● **Given problem 1**:
Translate this sentence from the passage on the Modexp circuit into Spanish: "The constraints in ModexpChip.modmult are those listed in (2)."
***
So constraints that ensure

x y = k p + d

is given by

(2) {\begin{array}{rcll} (x_{0} + x_{1} + x_{2}) (y_{0} + y_{1} + y_{2}) & \equiv & (k_{0} + k_{1} + k_{2}) (p_{0} + p_{1} + p_{2}) + (d_{0} + d_{1} + d_{2}) & \mod (2^{108} - 1), \\ x_{0} y_{0} + (x_{1} y_{0} + x_{0} y_{1}) \cdot 2^{108} & \equiv & k_{0} p_{0} + (k_{1} p_{0} + k_{0} p_{1}) \cdot 2^{108} + d_{0} + d_{1} \cdot 2^{108} & \mod 2^{216}, \\ x_{3} y_{3} & \equiv & k_{3} p_{3} + d_{3} & \mod r, \\ d & < & p . \end{array}

Circuit Design and Layout

Circuit Design

To form a circuit for Modexp we shall apply (2) to each iteration step in (1). In the code, method ModexpChip.modexp fills this purpose, it calls ModexpChip.modmult to check each step of

⟨ R_{k - 1} \cdot R_{k - 1} ⟩_{p}

and

⟨ ⟨ R_{k - 1} \cdot R_{k - 1} ⟩_{p}, a ⟩_{p}

based on the current bit being 0 or 1 (via select method). The constraints in ModexpChip.modmult are those listed in (2).
***
● **Given problem 2**:
Write out the listing starting at the line that contains "One marker serves each instance of the long" and ending at its final line, putting "person's hand" in place of "man's hand" and leaving everything else unchanged.

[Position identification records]
***
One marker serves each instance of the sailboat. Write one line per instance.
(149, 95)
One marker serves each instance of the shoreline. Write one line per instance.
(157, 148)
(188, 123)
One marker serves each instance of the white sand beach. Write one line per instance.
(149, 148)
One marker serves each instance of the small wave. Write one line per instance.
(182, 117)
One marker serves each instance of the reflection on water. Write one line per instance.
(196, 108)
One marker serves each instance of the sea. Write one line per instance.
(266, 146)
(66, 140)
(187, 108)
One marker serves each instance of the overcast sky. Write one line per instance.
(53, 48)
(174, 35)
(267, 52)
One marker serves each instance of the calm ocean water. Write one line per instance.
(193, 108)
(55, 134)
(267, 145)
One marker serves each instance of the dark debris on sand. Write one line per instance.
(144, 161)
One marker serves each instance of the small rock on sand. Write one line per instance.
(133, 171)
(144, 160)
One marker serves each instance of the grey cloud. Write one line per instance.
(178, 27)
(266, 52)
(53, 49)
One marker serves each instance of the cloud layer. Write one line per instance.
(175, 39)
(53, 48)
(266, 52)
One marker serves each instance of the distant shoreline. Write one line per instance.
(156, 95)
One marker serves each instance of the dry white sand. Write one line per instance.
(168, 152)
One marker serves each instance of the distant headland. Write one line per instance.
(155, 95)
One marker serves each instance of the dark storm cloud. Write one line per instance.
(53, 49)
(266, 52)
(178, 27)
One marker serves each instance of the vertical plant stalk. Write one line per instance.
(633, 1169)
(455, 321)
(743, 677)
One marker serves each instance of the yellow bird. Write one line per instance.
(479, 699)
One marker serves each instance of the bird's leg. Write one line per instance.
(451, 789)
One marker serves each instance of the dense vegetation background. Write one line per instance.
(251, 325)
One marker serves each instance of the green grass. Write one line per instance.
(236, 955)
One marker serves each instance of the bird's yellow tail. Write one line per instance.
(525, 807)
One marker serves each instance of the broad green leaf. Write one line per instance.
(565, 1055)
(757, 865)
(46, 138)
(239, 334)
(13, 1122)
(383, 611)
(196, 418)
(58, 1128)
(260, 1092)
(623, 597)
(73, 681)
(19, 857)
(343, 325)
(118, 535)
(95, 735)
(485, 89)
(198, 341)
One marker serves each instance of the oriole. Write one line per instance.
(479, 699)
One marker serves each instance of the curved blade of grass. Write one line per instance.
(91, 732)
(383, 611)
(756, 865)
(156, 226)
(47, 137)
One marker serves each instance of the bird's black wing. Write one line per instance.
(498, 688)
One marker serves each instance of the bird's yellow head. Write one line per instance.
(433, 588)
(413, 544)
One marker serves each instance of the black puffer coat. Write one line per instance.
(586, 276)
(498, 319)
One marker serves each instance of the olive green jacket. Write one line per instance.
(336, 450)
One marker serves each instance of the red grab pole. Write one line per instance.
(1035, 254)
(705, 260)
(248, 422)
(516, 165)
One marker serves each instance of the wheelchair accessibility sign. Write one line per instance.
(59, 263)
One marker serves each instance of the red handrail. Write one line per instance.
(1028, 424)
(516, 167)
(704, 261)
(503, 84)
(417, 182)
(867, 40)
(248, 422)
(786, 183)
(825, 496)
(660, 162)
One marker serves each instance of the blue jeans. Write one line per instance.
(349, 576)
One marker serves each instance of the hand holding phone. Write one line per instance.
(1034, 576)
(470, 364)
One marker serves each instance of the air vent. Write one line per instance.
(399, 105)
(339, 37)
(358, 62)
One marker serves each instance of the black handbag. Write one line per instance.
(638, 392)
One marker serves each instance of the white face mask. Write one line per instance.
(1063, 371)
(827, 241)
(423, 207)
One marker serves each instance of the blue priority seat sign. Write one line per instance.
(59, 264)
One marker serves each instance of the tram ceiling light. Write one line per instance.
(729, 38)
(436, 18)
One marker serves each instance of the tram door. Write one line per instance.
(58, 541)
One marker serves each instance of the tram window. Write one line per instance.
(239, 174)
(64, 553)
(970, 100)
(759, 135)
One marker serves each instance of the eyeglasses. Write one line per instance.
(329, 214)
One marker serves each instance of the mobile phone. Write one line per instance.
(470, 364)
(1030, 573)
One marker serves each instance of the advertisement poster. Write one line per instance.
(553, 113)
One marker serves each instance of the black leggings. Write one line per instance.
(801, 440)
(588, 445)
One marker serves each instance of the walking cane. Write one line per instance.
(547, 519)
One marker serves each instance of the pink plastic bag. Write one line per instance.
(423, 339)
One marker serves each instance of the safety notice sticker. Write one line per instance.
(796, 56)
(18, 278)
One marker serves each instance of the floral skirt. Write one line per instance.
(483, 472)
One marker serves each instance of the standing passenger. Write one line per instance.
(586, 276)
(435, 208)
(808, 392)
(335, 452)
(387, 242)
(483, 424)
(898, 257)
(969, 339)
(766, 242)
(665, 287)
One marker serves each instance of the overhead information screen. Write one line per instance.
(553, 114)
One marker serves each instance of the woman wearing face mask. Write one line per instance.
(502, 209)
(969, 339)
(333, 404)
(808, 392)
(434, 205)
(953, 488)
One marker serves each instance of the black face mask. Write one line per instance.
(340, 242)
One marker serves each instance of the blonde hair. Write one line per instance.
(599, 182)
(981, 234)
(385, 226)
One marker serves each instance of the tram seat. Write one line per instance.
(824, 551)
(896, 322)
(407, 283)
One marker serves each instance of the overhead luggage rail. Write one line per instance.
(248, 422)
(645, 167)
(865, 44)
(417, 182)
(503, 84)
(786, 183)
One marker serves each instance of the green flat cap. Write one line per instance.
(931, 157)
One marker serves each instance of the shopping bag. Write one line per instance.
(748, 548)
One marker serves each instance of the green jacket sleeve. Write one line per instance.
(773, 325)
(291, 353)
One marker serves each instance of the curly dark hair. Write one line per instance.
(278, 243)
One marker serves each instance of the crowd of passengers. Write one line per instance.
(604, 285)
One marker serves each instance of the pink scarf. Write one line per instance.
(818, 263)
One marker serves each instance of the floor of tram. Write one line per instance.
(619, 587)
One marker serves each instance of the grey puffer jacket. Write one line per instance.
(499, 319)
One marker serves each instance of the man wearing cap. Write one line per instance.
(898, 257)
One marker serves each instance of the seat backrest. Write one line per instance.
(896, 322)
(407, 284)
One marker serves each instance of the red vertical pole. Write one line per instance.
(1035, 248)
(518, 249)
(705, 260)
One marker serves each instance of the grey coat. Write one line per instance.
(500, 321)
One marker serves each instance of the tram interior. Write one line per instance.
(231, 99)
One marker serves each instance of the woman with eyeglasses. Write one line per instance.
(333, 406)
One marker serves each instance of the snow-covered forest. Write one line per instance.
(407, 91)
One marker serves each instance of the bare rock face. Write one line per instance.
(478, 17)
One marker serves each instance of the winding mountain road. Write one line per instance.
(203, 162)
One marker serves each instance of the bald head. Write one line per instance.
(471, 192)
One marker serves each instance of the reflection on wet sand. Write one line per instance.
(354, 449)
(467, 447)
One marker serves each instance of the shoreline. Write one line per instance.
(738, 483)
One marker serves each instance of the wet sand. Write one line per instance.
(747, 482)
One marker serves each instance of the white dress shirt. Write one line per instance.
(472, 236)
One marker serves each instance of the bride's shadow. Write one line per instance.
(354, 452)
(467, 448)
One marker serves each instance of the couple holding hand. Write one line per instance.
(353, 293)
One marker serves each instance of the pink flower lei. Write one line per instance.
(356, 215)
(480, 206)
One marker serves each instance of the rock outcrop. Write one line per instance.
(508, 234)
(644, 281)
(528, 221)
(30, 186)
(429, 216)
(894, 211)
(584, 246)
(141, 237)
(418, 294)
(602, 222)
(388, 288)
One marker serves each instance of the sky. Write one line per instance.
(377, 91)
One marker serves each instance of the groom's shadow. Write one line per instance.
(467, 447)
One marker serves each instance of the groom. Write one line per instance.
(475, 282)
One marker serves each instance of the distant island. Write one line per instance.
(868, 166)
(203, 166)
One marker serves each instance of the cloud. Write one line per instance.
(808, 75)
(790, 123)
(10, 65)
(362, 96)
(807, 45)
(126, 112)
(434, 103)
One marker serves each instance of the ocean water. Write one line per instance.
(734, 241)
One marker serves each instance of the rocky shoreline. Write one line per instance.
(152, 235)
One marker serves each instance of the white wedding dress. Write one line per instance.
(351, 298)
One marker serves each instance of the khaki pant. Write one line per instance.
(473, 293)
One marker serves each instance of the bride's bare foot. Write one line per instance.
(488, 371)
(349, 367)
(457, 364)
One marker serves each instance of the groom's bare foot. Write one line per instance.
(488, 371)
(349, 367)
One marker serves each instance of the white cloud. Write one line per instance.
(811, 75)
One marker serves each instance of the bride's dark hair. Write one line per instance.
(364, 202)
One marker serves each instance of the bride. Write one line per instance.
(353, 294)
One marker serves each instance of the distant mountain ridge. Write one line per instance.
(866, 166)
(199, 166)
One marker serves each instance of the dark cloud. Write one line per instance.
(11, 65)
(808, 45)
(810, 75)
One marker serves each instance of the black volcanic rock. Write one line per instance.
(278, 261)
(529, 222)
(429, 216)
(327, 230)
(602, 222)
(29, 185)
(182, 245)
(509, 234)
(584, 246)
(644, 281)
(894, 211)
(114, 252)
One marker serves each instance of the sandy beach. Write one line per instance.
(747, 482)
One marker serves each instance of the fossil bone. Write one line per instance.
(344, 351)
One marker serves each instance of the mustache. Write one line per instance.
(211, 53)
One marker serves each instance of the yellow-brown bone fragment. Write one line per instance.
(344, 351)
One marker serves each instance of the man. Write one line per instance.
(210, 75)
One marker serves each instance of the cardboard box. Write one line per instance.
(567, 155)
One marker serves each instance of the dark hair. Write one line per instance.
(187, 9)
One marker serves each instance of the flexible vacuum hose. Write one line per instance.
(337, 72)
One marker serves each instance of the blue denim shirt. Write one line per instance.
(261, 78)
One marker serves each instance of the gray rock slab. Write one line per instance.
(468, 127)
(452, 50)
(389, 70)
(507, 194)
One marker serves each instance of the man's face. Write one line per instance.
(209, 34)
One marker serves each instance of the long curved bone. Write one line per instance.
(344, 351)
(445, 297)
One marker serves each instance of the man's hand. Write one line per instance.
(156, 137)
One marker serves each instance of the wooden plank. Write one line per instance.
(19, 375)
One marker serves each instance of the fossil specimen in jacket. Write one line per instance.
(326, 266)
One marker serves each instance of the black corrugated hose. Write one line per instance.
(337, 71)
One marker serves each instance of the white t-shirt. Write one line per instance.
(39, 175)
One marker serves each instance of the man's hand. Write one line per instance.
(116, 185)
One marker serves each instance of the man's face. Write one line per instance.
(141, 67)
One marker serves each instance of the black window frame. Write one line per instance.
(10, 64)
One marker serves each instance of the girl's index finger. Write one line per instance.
***
● **Exercise solution 1**:
Las restricciones de ModexpChip.modmult son las que se enumeran en (2).

● **Exercise solution 2**:
One marker serves each instance of the long curved bone. Write one line per instance.
(344, 351)
(445, 297)
One marker serves each instance of the person's hand. Write one line per instance.
(156, 137)
One marker serves each instance of the wooden plank. Write one line per instance.
(19, 375)
One marker serves each instance of the fossil specimen in jacket. Write one line per instance.
(326, 266)
One marker serves each instance of the black corrugated hose. Write one line per instance.
(337, 71)
One marker serves each instance of the white t-shirt. Write one line per instance.
(39, 175)
One marker serves each instance of the person's hand. Write one line per instance.
(116, 185)
One marker serves each instance of the man's face. Write one line per instance.
(141, 67)
One marker serves each instance of the black window frame. Write one line per instance.
(10, 64)
One marker serves each instance of the girl's index finger. Write one line per instance.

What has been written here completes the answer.